Short problem >>
Reproduce in full every line of the data from the line containing "the seated man" through the line containing "<point>157,173</point>". Add -10 to each x and y coordinate in the answers and leave every other line unchanged.

# start of Data provided

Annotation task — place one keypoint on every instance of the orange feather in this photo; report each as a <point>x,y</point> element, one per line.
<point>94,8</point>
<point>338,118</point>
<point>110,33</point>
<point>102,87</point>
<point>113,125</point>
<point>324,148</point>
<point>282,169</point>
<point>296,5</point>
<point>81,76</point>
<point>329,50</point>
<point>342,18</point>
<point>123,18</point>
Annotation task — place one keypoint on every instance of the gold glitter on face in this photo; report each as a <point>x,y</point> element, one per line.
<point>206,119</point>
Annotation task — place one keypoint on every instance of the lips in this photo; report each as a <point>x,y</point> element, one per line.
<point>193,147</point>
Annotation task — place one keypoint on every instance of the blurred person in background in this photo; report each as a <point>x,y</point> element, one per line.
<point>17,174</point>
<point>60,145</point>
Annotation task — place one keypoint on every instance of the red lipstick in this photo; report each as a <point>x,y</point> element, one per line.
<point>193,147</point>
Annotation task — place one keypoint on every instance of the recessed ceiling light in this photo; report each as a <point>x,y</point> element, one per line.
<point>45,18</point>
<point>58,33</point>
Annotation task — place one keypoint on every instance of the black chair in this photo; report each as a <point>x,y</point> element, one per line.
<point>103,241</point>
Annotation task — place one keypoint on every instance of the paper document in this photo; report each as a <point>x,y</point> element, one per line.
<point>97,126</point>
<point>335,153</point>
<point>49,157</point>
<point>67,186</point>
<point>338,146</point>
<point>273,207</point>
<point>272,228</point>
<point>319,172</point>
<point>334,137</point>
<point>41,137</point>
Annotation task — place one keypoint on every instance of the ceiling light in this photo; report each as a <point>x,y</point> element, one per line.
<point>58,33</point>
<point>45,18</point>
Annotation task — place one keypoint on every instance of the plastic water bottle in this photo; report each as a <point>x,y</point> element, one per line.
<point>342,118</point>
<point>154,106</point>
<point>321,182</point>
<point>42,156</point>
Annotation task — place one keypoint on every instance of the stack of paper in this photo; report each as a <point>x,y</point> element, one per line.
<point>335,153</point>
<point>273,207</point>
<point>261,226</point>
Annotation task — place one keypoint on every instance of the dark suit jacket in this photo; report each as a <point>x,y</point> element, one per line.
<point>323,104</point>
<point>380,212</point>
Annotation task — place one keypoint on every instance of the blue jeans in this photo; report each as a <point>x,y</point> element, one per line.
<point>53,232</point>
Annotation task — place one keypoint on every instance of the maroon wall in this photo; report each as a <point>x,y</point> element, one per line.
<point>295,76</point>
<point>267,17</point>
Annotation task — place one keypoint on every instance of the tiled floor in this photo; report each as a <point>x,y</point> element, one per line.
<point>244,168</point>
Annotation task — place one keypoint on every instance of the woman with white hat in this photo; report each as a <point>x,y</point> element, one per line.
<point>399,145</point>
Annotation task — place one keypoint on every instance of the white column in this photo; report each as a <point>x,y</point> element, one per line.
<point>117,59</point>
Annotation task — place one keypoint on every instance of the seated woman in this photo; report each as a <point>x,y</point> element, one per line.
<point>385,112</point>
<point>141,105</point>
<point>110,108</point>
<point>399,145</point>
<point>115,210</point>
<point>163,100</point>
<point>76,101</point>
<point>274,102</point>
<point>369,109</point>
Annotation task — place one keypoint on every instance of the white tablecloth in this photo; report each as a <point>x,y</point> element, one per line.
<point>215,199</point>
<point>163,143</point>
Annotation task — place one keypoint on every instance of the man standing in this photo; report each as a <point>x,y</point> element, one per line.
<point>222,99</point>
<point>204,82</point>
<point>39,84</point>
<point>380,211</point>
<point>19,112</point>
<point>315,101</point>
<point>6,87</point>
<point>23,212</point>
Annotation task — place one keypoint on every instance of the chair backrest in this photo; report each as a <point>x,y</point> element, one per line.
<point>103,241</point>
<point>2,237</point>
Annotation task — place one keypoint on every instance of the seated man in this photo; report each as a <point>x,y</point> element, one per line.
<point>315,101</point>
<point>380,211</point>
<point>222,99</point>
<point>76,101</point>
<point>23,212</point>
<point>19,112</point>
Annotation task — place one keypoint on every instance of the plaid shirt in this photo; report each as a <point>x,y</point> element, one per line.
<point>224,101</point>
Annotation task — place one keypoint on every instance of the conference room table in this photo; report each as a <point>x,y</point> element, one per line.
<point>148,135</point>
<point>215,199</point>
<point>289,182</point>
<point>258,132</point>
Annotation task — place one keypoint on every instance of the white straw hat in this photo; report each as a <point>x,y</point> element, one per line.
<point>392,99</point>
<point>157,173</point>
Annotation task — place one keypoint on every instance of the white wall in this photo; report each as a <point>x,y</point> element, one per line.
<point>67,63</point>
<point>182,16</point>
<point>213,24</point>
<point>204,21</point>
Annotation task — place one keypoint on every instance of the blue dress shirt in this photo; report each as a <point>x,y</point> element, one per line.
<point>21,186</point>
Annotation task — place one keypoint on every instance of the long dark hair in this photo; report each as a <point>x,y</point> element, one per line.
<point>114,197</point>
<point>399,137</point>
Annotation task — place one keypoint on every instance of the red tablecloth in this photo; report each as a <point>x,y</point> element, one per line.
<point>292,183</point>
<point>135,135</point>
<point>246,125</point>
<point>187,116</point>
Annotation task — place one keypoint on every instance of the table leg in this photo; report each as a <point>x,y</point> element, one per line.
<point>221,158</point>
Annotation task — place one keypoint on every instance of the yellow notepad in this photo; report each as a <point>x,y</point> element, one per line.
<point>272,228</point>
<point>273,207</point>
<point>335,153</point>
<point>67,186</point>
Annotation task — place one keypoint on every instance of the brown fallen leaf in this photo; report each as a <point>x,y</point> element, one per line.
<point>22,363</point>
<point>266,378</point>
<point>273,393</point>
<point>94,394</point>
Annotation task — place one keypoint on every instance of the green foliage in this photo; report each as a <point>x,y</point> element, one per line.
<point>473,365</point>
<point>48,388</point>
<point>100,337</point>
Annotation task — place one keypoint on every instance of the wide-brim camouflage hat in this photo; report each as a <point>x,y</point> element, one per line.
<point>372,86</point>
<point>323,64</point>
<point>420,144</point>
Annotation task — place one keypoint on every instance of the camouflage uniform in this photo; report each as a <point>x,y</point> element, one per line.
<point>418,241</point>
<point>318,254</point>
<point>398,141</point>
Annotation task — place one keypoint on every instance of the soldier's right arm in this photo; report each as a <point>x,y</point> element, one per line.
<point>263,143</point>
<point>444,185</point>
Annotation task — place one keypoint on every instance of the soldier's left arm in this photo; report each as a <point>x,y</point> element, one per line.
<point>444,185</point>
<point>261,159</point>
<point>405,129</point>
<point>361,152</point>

# end of Data provided

Full response >>
Annotation task — place one keypoint on every instance of the seated man in this photo; report each as a <point>x,y</point> element, one per line.
<point>305,91</point>
<point>370,201</point>
<point>212,89</point>
<point>66,91</point>
<point>13,202</point>
<point>9,102</point>
Annotation task — place one keypoint on every instance of the plaid shirt in this photo; report each as a <point>x,y</point> element, one per line.
<point>214,91</point>
Annotation task — place one keypoint on every instance of the conference room table in this photo; report each as a <point>x,y</point> element, one per line.
<point>138,125</point>
<point>205,189</point>
<point>279,172</point>
<point>248,122</point>
Annotation task — place one keypoint on every instance of the white straw hat in this photo; report each as a <point>x,y</point> element, one per line.
<point>382,89</point>
<point>147,163</point>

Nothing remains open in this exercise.